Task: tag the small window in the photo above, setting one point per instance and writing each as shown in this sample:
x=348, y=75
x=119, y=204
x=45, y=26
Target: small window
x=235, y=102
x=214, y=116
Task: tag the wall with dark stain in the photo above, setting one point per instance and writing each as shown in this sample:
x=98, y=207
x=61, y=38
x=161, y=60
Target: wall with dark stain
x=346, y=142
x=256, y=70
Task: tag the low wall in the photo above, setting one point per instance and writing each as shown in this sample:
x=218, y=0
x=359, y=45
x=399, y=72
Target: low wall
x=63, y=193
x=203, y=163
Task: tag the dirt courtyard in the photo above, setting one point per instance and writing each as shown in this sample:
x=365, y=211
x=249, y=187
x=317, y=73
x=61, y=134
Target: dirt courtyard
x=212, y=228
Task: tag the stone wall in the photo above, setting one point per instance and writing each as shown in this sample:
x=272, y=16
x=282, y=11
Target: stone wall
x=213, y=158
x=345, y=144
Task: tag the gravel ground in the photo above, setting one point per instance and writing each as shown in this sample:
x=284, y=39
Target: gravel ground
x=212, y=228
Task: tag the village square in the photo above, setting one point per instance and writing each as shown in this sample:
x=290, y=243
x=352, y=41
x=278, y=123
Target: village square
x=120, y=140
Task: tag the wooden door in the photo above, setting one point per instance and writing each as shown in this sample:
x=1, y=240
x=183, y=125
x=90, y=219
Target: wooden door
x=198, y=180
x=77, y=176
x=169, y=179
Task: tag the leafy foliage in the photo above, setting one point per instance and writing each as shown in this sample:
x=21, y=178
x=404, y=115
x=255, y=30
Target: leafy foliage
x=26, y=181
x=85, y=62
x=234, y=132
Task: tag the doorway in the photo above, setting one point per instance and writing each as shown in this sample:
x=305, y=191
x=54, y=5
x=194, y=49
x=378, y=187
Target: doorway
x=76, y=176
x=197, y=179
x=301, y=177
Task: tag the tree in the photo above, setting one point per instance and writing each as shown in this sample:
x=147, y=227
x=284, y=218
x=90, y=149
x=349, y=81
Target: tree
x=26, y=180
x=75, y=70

==

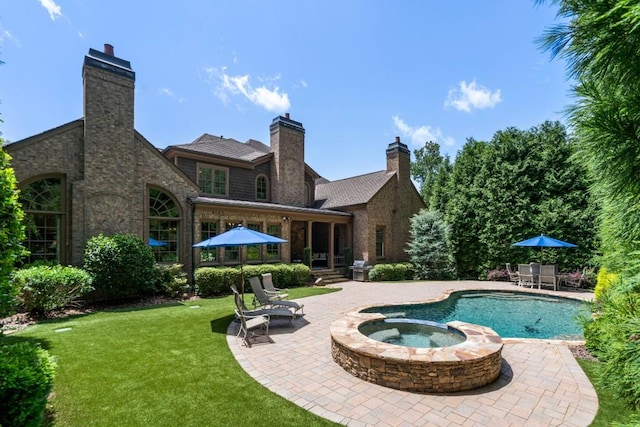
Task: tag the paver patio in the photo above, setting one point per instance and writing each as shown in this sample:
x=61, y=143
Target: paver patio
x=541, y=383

• [SET TASK]
Format the lines as a Markdown table with columns "Row" and "Line text," starting at the line that contains "Task: tag the paver" and ending at the line that contains "x=541, y=383". Skip blank lines.

• [RESPONSE]
| Row | Line text |
|---|---|
| 1 | Task: tag the paver patio in the photo above, setting one point per instance and writing each as shown in this sample: |
| 2 | x=61, y=143 |
| 3 | Target: paver patio |
| 4 | x=541, y=383 |